Document excerpt –
********************
# clubs lenght for short golfers....



## frenchie (Oct 21, 2016)

Hi all, I am a new member, from Québec Canada. I have begin golfing 3 years ago. I am 53 years old, lefty golfer (hockey habits...) 5' 5'' tall
My average score is around 100 (my best ever gave was 89)
I have my own philosophy regarding clubs lenght versus golfer's height.
ex: Why a 6'2'' guy will use same lenght's club as a 5' 5'' guy ?
Last week while golfing a friend told me, I should choke my club so the toe of the club head would be more flat (or less up in the air) Doing so, would promote a better chance to hit the ball on the ''sweet spot'' 
So to me it make a lot of sence ! I would like to heard from experienced golfers if this ''philosophie'' is true. Perhaps speciel clubs (shorter) would improve my overall golfing ??

thank you all


----------



## rainorshinegolf (Sep 20, 2017)

Most people will have an arm length in proportion to their overall height. In some cases, if you find that you are more comfortable with shorter length clubs (this is fine), DEFINITELY make sure to get fitted for the proper lie angle.


----------



## grumpygopher (May 29, 2016)

rainorshinegolf said:


> Most people will have an arm length in proportion to their overall height. In some cases, if you find that you are more comfortable with shorter length clubs (this is fine), DEFINITELY make sure to get fitted for the proper lie angle.


Exactly!! But think about it again.


----------
********************
Records from a point labeling set
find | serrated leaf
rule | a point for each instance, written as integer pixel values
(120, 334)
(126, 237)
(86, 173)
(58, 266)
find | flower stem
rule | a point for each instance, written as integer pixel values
********************
Task to carry out –
In the thread on club length, what does the reply say shorter golfers should definitely get fitted for? Use only the thread on club length to answer.

Expected answer –
The proper lie angle.